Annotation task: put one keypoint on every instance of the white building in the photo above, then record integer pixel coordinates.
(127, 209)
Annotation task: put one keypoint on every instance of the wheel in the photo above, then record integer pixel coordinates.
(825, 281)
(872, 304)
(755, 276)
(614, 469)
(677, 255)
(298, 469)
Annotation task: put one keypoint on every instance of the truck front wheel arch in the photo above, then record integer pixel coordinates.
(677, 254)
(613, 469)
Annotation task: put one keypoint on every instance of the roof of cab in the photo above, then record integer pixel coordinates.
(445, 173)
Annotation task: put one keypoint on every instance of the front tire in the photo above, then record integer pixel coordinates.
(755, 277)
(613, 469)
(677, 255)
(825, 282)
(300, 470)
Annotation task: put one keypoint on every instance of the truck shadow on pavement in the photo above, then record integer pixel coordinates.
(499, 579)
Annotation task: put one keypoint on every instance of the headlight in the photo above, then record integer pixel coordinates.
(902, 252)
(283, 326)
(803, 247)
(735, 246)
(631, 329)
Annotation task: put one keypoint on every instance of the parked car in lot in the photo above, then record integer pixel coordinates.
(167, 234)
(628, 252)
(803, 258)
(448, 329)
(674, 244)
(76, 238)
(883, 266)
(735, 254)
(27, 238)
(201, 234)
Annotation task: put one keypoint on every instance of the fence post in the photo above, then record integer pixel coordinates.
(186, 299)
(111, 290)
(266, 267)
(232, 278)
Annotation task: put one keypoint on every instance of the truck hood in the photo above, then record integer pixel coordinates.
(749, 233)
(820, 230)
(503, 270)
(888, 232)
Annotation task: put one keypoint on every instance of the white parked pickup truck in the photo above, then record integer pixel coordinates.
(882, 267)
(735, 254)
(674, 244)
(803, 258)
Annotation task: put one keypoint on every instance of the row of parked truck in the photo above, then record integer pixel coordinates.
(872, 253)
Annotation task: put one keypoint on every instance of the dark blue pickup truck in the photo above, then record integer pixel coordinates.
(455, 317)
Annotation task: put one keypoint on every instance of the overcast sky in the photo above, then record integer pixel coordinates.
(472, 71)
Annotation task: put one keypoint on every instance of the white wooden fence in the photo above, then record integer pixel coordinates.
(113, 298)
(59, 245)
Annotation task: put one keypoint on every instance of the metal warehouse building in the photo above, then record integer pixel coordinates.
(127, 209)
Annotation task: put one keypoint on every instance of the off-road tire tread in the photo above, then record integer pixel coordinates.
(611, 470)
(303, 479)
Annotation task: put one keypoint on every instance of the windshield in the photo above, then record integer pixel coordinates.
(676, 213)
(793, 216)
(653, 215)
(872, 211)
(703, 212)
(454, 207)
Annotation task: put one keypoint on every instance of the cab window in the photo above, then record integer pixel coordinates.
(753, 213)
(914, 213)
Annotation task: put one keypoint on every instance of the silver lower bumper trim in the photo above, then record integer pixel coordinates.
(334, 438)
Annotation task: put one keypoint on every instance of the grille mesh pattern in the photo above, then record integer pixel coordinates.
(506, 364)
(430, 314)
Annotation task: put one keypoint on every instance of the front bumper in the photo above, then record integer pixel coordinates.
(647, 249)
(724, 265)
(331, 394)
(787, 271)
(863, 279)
----------
Requirement =>
Lines are to be repeated exactly from the one that contains "the front bumper" through the last line of the listing, with both ends kept and no others added.

Output for this task =>
Annotation task: put one keypoint on every instance of the front bumper in the photo above, then record integer pixel coordinates.
(647, 249)
(724, 265)
(331, 394)
(787, 271)
(863, 279)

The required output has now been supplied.